Pull out every line of the data below that contains the string "fixture", matching case exactly, and copy each one in full.

--

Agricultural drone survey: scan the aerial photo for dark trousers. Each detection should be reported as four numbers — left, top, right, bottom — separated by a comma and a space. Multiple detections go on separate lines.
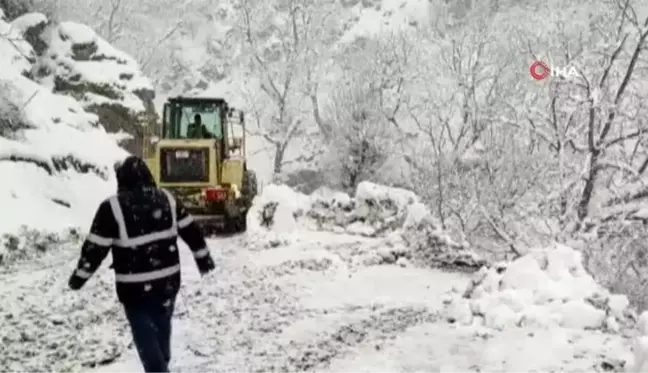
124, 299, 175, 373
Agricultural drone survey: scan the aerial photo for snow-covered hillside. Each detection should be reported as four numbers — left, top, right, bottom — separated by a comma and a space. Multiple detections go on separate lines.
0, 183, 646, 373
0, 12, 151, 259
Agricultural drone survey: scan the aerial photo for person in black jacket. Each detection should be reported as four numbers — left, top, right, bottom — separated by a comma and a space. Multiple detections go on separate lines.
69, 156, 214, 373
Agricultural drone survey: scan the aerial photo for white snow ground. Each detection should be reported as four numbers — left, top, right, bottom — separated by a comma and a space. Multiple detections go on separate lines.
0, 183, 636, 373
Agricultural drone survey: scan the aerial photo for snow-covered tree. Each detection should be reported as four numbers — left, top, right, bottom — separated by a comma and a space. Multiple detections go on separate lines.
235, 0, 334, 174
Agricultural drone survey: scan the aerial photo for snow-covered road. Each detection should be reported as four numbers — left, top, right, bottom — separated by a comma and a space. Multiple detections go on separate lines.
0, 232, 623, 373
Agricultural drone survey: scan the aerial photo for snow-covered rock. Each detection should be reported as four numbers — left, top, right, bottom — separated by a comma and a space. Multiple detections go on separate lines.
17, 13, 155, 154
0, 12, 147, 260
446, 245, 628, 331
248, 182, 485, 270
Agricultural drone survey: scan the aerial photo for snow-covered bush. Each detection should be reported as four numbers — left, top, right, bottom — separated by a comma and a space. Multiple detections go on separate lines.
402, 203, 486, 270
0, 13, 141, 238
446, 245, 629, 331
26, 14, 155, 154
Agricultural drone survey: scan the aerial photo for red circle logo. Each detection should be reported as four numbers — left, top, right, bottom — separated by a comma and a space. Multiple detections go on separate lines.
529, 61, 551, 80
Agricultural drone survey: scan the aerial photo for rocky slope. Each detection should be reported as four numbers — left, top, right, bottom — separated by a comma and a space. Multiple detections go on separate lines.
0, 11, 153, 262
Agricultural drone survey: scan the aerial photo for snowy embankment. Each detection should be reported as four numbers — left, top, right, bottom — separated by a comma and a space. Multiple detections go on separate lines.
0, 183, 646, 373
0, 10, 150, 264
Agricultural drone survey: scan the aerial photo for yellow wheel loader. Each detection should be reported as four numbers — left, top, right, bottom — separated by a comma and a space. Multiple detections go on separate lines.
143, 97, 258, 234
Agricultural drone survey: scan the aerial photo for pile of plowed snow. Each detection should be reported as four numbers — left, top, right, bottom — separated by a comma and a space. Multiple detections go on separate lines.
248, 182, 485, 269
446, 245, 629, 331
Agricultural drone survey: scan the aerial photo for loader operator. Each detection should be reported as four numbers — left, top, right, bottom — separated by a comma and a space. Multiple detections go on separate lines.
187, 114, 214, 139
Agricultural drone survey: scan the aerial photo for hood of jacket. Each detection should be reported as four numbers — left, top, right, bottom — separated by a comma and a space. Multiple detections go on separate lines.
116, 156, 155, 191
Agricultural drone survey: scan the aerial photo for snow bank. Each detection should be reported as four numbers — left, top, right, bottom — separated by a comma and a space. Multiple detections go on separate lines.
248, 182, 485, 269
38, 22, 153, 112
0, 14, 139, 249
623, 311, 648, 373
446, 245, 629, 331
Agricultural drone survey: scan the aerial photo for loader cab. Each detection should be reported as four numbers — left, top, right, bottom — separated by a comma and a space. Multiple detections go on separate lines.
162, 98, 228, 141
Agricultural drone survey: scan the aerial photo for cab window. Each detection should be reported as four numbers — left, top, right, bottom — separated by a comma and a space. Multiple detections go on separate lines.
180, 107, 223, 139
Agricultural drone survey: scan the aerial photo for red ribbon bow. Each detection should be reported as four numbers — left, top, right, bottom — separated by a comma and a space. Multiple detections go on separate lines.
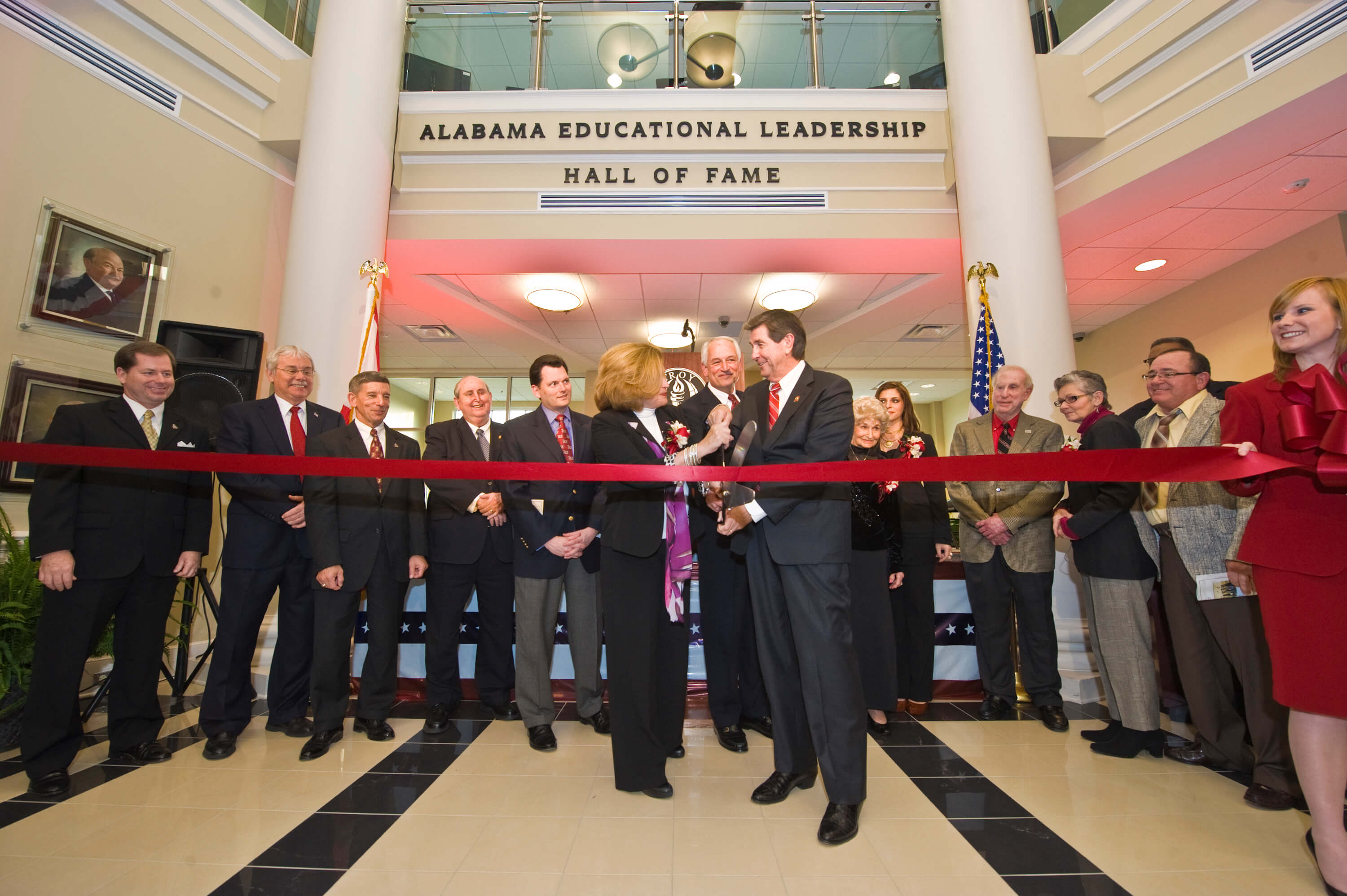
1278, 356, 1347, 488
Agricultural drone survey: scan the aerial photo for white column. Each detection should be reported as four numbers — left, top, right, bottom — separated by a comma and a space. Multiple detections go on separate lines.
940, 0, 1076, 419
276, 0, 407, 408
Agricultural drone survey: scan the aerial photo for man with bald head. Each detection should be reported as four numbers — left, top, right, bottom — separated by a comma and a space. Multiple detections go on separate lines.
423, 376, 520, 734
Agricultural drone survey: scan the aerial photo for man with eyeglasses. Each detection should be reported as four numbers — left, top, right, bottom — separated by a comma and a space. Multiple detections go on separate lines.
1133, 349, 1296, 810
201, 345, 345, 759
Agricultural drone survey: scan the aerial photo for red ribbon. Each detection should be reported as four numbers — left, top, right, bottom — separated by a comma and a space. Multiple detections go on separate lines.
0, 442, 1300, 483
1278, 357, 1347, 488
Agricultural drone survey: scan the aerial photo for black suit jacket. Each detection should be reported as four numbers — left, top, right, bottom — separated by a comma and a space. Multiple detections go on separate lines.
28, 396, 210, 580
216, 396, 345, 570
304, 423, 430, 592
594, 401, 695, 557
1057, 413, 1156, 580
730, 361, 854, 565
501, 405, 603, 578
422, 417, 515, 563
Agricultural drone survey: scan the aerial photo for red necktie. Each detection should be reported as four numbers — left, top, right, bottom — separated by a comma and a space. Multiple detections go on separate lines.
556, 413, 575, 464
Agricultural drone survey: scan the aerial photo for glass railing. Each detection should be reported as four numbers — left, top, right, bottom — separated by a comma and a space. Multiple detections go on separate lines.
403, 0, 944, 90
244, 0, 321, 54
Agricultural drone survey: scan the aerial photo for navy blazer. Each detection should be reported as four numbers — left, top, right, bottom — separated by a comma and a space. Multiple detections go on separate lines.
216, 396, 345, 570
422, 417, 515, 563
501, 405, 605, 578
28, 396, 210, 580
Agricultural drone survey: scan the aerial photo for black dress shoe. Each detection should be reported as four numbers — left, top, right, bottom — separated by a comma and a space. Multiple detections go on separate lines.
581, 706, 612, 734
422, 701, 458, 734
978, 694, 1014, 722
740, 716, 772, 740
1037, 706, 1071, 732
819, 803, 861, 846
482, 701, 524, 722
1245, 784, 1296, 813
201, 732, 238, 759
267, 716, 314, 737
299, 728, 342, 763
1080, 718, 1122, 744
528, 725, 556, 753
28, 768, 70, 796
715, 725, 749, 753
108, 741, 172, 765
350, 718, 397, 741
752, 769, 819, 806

--

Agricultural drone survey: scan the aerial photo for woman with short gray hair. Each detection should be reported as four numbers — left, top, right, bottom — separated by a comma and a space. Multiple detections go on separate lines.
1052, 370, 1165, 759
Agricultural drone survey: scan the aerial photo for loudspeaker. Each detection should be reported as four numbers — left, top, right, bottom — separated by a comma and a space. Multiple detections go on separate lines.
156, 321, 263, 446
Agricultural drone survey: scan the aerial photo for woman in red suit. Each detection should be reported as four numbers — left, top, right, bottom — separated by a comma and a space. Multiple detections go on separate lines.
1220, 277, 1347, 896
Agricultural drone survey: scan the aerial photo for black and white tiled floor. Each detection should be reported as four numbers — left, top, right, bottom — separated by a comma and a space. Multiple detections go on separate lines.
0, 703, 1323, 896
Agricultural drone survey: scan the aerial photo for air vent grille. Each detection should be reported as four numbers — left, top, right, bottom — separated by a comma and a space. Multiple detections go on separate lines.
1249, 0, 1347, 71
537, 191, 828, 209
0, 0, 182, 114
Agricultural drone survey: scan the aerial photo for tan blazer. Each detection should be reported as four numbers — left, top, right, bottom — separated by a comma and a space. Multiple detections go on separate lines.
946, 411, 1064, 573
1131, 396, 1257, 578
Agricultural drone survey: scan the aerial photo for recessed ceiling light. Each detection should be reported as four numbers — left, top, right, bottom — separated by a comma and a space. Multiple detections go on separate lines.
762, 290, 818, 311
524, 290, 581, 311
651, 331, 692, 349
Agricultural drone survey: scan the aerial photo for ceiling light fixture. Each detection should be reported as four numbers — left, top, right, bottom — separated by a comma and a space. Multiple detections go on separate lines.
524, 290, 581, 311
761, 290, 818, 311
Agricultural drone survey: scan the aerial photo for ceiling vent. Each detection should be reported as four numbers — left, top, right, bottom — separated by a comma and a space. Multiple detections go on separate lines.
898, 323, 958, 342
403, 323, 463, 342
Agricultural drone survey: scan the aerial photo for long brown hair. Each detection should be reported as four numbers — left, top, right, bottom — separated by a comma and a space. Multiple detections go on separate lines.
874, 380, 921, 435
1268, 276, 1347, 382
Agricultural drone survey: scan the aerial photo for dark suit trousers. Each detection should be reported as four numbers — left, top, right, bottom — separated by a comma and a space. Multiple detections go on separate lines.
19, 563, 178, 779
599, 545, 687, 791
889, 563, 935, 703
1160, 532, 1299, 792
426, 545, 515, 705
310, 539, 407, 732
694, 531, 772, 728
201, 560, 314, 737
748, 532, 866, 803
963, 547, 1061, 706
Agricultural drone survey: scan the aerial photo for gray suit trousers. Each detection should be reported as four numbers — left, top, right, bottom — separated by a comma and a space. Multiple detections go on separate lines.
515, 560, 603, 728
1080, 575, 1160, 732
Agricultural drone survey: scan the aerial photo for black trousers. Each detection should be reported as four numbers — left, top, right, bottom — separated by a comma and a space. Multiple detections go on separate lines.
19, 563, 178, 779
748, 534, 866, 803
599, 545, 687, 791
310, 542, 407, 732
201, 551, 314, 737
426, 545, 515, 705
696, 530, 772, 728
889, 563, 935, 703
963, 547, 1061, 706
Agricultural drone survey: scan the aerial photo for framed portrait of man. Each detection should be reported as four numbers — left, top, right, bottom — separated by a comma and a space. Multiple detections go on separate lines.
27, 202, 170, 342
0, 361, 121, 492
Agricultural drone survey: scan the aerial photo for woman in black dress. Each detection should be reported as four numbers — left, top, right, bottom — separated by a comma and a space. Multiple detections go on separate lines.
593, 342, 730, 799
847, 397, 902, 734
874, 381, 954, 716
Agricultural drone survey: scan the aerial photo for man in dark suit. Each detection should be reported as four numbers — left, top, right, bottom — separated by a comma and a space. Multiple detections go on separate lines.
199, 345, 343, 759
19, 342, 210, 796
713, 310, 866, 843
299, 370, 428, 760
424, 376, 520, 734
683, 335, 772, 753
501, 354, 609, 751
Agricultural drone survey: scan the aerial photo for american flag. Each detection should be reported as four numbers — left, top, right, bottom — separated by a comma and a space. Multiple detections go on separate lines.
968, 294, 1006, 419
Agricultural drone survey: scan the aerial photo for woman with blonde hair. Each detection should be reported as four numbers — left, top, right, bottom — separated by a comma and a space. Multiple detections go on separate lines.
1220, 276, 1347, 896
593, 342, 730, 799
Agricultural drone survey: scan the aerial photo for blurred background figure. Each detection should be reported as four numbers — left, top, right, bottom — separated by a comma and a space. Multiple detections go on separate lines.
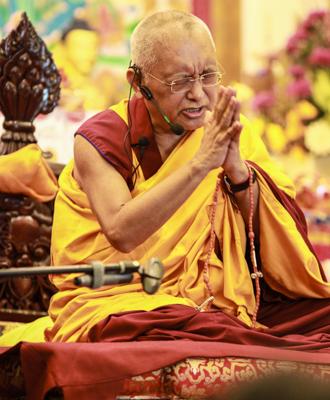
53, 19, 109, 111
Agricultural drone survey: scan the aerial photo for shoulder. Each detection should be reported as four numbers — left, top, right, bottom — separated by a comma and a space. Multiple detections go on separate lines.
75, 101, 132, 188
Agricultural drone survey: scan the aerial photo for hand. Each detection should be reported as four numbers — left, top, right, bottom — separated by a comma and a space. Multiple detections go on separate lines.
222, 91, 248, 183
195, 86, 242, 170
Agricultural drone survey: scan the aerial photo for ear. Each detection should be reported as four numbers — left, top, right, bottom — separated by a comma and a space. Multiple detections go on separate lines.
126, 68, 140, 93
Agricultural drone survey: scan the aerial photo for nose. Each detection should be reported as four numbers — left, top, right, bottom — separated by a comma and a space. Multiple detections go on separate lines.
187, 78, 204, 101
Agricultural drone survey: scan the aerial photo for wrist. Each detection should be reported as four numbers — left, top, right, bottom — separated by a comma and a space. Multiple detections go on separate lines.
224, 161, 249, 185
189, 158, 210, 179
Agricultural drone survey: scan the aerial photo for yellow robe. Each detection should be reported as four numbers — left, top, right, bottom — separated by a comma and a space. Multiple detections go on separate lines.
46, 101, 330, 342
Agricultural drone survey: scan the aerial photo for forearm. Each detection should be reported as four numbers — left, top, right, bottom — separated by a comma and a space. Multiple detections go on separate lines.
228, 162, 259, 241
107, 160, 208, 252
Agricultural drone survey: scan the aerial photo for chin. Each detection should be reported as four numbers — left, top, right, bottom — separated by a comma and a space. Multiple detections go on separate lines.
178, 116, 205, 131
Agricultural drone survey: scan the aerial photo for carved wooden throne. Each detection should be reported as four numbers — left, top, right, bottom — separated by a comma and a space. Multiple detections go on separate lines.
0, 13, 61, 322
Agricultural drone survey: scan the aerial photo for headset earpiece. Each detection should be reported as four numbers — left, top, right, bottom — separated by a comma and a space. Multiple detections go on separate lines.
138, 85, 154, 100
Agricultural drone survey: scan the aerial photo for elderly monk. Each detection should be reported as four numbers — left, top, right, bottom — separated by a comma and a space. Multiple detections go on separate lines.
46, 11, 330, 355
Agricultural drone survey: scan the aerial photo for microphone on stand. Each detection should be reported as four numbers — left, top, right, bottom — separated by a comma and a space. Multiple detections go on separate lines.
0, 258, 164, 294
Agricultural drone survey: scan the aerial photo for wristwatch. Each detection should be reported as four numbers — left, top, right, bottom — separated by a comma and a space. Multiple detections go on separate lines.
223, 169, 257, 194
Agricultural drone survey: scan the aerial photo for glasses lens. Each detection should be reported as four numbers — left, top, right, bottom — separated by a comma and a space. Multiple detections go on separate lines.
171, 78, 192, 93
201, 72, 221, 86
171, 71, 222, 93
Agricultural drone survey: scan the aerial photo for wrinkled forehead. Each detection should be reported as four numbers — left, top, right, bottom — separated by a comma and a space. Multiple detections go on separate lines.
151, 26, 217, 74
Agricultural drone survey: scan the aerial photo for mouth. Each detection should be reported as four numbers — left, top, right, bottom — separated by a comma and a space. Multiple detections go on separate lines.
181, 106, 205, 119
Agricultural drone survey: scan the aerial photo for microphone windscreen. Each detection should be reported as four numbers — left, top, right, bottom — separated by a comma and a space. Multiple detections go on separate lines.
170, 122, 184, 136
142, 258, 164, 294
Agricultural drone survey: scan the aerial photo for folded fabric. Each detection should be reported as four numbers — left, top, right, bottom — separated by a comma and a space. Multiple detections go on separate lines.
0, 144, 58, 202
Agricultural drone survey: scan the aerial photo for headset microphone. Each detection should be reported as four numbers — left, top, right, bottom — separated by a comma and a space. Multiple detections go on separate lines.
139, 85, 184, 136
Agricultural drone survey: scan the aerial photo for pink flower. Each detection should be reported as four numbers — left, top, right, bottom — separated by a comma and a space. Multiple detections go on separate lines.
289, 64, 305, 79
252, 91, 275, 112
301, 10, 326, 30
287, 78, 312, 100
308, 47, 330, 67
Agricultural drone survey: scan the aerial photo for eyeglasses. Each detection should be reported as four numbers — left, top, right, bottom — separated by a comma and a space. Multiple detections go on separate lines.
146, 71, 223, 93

--

Written response:
Agricultural drone survey: scan the aerial photo for ceiling light fixture. Each detection should be reported as four numbers — left, top, right, bottom — separated by a comma and a space. Multiple detections go on separate lines.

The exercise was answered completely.